» APPLY WHAT YOU READ
a) According to the essay on slave economies, which skilled slaves formed an elite core in the British West Indies and the American South?
b) Please resume the essay on slave economies after its final sentence and keep writing it.

» PAGE EXCERPT
'''
Even in Slave Economies, the Division of Labor Was Inescapable
Status inequality is inevitable due to the uneven distribution of talent. Even in poor societies, talented people eclipse their peers by joining the ranks of the elite. Inequality is an indication that ability is recognized by society. The absence of inequality suggests that talent is uncultivated.
Failure to cultivate talent hampers the organization of society. In all societies there are people more equipped to perform some tasks than others, and if such people are precluded from being effective, then society won’t be efficient. Natural hierarchies emerge even in the most primitive societies. Automatically some people are chosen as leaders because of competence or ability to appropriate resources for the group.
Others excel due to their prowess in warfare or religion, and some excel in economic activities. Social stratification must occur for society to advance. Not even hunter-gatherers were spared from inequality. Anthropologists record hunter-gatherers as having a modest level of inequality.
Invariably, ambitious people will acquire more than their peers. Like talents, preferences are unevenly distributed. One person could be contented with his living standards whereas his neighbor aspires to an aristocratic lifestyle. This disparity in ambition leads to one person becoming better off, but this is not to the detriment of his contented neighbor.
Inequality is so universal that it was a fixture even in slave societies. Slavery is perceived as a closed economic system with little room for mobility, yet this is untrue. In precolonial Africa, slaves were rewarded for hard work and loyalty. Some even served in administrative positions and were then freed.
Although in the British West Indies and the American South slaves were chattel and less likely to be manumitted, inequality was still pervasive. Carpenters, sugar boilers, blacksmiths, cabinetmakers, and rum distillers constituted an elite core of slaves. These slaves enjoyed a greater degree of mobility, wore better clothing, and benefited from a superior diet. Skilled slaves in the West Indies and the American South were also hired out and paid for their services. Due to their success, prosperous slaves were able to build nicer homes on plantations.
Inequalities led to feelings of superiority, with domestic slaves believing that they were better than field slaves because of their access to superior amenities, attire, and greater opportunities for manumission. Inequalities could become so glaring that some slaves could afford to bequeath property to heirs. Slavery even provided a role for entrepreneurial slaves who conducted business with both races. The business model of slave entrepreneurship was quite savvy and entailed contract negotiations and the large-scale marketing and distribution of their goods. Prosperity made some slaves suppliers of credit and enabled them to purchase the freedom of loved ones.
Further, those who possessed leadership abilities were tasked with leading slave gangs. These slave drivers were usually men and they commanded significant authority. Slave drivers had access to a wider array of resources than the typical slaves. They could punish other slaves and, as a result, were feared by their peers. Although such people remained slaves, they experienced more autonomy relative to their contemporaries and lived away from other slaves.
'''
Data records:
'''
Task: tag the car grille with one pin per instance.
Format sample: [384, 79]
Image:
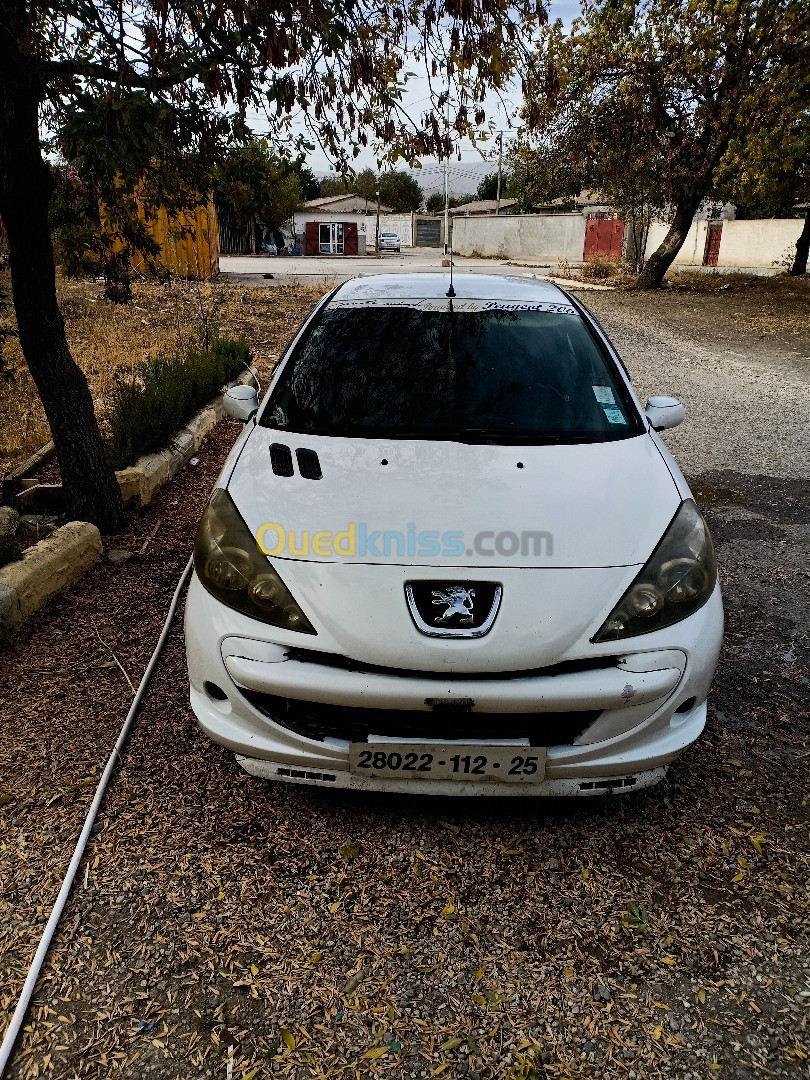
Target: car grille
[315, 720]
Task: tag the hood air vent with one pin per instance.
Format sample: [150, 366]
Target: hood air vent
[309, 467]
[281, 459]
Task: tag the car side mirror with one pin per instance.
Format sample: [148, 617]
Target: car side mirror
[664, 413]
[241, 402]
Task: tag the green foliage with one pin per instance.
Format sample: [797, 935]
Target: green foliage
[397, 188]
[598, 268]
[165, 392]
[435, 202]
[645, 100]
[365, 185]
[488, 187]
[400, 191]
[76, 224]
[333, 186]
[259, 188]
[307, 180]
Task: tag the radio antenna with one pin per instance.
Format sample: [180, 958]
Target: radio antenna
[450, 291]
'''
'''
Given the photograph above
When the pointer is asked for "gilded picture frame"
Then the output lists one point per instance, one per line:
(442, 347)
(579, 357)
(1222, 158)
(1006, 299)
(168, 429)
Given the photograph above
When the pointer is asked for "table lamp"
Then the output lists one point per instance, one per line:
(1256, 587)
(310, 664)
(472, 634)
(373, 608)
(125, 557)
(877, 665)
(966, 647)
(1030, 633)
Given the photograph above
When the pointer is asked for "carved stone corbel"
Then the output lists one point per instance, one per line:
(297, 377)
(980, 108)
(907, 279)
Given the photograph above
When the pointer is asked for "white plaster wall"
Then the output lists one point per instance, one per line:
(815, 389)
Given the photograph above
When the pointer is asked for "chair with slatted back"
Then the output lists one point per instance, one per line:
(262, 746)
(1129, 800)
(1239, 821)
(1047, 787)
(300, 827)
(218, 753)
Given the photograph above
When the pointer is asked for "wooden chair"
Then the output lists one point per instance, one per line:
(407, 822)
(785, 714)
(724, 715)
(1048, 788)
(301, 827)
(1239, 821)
'''
» REPLIES
a) Carpenters, sugar boilers, blacksmiths, cabinetmakers, and rum distillers.

b)
As expected, status inequality led to differences in occupational mortality rates. Barry Higman contends that the most relevant occupational mortality disparity was that between field laborers and slave drivers, skilled slaves, and domestics. Relying on data from Saint Lucia, Higman shows that on sugar plantations, the death rates of field workers doubled those of privileged groups. Less fortunate slaves not only suffered from low levels of material consumption, they also died earlier.
Clearly, slaves were aware of status differentials and expected the class system to reproduce itself. Inequality was so entrenched that on some plantations elite families emerged. These families enjoyed a closer relationship with planters than the average slaves. Such families not only had more access to resources but also more time to pursue nonwork activities. The extra time gave them the opportunity to sell produce in the marketplace and earn extra cash.
Justin Roberts narrates the comfortable lifestyle of an elite slave family in Barbados:
Some slave kinship groups, such as Old Doll’s family at Newton, were remarkably successful at attaining elite positions and privileges for their members. . . . In 1796, the new manager, Sampson Wood, noted that [Doll] “does nothing,” but she and her family acted as healers and caretakers for both managers and slaves.
Though understudied, slaves with medicinal skills featured prominently as elite slaves. These slaves utilized the medicinal properties of plants to treat ailments. Some were even more regarded than physicians. Their services were solicited by both whites and blacks. Because of their influence as healers, many became qualified for manumission.
These examples demonstrate that not even slave societies could quell the ability of talented people to surpass their peers. Inequality enables society to allocate resources and talents to scale. Therefore, inequality is functional, and without it, society would collapse.